▸ Task brief: Please copy out only the stretch from the line containing "Exercise. For every instance of the galvanized" through the line containing "<point>845,590</point>", both ends included, and offset every coordinate in the answers by 111. Leave the rest of each item unchanged.

▸ Listing:

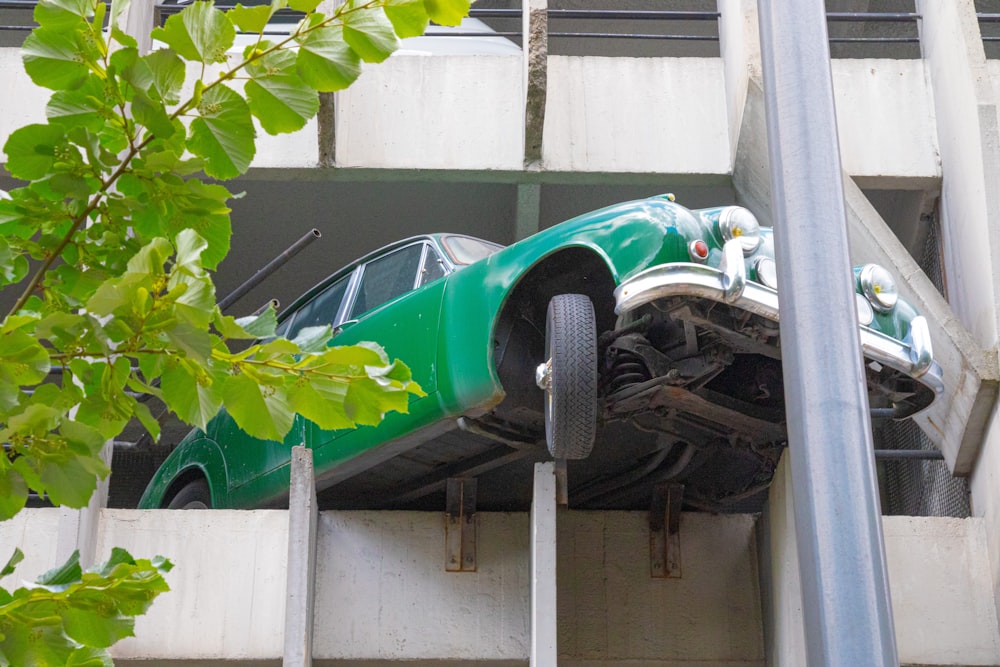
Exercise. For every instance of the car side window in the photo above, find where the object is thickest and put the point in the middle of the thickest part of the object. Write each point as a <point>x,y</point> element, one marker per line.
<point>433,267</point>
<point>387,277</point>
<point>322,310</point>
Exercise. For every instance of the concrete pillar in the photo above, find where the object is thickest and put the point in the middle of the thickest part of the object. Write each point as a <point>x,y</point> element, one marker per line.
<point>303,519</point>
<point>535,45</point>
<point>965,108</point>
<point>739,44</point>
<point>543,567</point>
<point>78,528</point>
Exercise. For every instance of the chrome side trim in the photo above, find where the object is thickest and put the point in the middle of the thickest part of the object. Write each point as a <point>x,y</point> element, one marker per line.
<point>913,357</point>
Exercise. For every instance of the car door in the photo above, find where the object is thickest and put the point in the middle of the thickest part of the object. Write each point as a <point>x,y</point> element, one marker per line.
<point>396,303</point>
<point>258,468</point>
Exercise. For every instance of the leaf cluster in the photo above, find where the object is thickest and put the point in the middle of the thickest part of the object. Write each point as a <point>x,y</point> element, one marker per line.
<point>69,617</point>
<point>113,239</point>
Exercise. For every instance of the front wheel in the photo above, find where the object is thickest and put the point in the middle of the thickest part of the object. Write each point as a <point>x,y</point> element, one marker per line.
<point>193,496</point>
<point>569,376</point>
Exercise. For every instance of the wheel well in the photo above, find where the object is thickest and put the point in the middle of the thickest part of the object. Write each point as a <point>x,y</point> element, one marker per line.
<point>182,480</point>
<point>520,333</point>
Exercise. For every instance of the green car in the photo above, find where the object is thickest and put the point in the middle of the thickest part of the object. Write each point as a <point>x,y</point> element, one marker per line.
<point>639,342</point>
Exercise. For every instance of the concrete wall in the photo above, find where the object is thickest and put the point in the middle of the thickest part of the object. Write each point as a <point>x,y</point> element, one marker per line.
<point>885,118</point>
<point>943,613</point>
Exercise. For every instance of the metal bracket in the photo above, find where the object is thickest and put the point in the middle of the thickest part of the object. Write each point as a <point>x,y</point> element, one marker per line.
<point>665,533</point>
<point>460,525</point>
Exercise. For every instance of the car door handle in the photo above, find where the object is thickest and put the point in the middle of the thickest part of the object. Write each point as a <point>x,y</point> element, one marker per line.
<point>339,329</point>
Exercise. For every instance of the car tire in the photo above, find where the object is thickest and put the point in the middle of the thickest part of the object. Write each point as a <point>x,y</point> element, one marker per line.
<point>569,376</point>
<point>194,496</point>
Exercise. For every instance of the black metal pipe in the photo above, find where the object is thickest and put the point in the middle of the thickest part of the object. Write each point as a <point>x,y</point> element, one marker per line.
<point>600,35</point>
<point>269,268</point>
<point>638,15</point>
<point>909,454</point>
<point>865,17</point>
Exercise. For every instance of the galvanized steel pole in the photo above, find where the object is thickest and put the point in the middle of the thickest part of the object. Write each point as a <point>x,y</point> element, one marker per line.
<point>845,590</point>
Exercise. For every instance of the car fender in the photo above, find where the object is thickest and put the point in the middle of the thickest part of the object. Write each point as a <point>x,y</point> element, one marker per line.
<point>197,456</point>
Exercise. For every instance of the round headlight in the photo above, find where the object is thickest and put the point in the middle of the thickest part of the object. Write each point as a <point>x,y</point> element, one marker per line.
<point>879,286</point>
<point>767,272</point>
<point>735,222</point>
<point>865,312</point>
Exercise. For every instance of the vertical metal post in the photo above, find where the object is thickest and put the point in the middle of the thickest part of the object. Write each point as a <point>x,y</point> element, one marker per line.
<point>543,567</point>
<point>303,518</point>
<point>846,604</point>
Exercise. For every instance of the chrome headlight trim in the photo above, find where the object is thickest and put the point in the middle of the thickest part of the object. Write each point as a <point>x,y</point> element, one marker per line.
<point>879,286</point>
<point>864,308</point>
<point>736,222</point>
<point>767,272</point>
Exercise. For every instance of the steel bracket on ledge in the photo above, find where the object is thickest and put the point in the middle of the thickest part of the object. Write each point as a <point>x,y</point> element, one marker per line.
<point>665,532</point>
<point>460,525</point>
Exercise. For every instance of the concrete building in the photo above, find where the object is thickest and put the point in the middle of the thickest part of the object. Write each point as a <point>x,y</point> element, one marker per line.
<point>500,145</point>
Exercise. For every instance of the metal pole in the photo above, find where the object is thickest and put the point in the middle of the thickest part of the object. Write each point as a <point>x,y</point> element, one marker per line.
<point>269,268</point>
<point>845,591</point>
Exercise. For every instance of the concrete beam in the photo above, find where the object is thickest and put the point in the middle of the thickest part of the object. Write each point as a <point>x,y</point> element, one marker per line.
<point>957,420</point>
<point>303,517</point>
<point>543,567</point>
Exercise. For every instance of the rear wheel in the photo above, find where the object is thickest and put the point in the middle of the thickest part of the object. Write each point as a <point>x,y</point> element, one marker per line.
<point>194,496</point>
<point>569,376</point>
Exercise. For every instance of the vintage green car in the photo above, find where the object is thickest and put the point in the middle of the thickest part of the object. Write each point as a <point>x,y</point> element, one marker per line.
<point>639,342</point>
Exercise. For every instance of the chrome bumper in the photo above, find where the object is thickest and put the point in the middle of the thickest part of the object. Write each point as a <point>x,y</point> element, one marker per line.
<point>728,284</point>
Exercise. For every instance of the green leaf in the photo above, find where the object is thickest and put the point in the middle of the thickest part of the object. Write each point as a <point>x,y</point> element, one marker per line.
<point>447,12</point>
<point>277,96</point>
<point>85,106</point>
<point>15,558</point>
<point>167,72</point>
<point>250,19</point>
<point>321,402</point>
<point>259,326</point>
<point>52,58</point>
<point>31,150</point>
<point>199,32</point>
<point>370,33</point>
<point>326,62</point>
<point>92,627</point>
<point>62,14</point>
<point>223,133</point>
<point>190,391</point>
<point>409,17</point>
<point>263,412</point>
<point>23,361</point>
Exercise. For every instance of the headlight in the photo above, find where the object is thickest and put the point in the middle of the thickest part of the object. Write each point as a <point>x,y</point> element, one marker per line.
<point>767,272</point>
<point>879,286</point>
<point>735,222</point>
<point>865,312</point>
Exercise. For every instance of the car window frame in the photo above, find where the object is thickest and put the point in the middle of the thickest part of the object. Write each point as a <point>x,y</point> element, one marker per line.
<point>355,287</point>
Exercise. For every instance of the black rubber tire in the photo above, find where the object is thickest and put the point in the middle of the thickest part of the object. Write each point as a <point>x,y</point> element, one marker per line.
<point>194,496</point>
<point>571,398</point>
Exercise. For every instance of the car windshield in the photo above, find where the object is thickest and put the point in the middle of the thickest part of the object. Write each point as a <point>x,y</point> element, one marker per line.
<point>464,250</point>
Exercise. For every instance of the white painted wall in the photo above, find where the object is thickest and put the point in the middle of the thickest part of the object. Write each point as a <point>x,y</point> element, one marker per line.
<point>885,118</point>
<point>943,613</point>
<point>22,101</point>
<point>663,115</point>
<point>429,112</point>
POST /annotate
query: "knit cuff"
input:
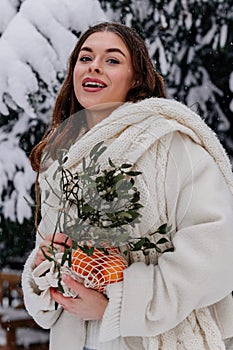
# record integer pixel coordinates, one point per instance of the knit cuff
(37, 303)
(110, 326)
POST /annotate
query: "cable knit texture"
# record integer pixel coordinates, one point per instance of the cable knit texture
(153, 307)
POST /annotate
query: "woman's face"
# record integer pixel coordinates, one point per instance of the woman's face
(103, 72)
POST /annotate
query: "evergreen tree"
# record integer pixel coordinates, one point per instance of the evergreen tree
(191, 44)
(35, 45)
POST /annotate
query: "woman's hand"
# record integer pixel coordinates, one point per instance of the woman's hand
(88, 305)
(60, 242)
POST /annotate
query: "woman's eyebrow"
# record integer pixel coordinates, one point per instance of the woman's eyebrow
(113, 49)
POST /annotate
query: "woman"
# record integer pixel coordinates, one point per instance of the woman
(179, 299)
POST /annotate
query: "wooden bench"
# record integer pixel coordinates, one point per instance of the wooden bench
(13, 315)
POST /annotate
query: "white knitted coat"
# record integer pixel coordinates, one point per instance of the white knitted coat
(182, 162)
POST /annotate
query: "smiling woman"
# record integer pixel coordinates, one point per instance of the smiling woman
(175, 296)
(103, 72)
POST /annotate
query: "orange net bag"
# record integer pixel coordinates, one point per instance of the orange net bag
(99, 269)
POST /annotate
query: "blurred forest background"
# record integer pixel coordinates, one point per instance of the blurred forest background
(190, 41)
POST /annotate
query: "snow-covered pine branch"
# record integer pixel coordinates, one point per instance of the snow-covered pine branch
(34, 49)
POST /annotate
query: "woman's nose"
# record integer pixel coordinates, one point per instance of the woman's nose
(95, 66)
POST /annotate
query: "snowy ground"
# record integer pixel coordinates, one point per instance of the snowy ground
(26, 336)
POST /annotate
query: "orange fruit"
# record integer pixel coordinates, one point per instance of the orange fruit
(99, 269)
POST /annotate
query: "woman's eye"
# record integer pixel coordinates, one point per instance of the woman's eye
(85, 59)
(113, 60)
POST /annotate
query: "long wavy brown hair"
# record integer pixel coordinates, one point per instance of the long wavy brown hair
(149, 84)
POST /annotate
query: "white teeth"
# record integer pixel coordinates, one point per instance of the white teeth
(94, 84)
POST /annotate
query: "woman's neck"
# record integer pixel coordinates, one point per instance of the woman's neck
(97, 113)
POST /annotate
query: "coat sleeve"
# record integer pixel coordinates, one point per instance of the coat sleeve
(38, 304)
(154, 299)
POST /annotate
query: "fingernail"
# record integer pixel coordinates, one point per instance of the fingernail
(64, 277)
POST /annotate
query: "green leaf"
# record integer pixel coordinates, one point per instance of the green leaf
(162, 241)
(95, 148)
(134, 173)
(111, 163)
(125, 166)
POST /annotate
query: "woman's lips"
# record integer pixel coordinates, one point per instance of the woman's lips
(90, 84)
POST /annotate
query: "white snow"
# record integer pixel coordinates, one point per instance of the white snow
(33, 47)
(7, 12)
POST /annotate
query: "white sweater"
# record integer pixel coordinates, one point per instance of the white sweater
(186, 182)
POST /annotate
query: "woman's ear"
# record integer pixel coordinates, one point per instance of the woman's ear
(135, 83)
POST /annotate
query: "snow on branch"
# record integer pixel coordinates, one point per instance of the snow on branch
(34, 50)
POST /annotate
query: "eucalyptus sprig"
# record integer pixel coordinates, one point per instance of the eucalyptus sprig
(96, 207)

--

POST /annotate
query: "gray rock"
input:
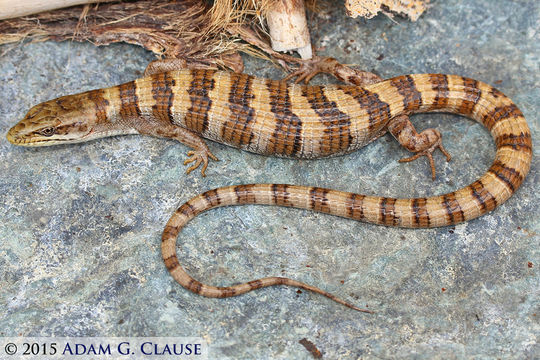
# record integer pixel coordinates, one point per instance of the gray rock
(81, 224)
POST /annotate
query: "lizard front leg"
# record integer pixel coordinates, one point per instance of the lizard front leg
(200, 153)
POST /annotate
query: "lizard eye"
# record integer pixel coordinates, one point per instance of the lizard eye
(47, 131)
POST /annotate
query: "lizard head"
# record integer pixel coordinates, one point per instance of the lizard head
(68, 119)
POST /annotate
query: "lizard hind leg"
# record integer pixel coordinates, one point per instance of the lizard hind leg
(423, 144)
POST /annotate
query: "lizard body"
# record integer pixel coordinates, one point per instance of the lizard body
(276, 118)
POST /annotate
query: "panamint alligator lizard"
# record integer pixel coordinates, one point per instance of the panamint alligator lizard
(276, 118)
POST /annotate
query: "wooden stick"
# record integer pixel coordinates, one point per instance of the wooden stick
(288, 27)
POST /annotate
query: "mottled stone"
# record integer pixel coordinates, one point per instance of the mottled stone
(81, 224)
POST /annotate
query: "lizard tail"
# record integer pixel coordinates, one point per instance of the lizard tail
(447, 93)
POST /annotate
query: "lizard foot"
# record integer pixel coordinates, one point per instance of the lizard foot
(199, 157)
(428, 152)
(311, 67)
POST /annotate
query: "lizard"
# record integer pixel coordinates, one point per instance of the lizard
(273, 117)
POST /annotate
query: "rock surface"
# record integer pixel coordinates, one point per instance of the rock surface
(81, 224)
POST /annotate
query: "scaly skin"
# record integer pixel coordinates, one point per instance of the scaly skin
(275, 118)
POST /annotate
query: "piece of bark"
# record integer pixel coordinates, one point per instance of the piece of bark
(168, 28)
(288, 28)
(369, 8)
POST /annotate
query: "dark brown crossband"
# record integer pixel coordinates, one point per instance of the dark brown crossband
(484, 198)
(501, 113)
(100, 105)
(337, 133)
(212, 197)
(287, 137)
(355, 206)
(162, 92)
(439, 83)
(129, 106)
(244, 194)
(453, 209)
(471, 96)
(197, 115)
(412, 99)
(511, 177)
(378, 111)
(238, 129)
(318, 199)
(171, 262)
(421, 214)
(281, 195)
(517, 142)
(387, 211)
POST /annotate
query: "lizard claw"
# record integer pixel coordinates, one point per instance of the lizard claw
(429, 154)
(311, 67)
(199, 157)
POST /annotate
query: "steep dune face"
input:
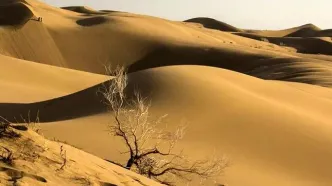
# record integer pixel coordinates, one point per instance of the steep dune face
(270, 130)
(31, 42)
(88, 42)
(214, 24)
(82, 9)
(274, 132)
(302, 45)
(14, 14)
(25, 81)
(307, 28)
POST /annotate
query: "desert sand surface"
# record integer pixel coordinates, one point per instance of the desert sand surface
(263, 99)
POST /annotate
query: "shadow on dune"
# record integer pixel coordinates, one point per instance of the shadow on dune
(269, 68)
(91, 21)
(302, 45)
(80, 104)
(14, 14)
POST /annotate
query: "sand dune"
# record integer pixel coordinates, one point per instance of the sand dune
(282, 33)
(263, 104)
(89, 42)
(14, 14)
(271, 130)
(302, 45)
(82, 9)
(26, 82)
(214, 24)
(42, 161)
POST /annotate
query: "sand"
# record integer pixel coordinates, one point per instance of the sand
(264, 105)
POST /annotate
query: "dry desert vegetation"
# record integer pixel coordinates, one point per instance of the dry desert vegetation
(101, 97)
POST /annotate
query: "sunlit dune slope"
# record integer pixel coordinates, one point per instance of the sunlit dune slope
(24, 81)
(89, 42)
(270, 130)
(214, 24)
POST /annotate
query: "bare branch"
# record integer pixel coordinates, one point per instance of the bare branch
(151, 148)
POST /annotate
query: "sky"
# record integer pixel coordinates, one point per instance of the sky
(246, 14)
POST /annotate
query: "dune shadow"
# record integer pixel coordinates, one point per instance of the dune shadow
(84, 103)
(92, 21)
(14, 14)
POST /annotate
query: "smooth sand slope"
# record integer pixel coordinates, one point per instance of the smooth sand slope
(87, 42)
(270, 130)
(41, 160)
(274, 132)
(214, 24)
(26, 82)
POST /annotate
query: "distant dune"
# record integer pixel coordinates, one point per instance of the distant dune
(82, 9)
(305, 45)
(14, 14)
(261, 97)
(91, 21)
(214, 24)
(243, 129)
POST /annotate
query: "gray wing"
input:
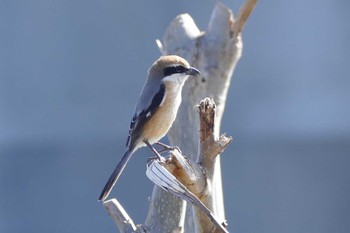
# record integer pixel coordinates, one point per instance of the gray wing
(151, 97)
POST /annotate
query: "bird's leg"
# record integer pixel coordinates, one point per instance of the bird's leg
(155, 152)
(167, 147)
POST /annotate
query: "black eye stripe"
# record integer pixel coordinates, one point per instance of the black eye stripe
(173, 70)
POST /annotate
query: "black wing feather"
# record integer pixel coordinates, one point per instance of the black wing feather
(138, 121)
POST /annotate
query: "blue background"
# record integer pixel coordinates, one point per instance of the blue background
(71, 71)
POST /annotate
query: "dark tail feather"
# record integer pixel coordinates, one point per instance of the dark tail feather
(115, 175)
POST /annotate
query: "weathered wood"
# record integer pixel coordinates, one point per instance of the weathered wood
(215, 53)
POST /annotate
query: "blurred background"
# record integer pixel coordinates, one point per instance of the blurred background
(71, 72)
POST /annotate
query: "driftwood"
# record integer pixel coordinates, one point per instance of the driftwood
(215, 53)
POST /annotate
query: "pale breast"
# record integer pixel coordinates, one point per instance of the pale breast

▸ Response to this exercise:
Exercise. For every instance of the galvanized steel pole in the photo above, find where the object is thickest and put the point in the middle of the thickest part of the object. Write each point as a <point>x,y</point> element, one marker per line.
<point>956,701</point>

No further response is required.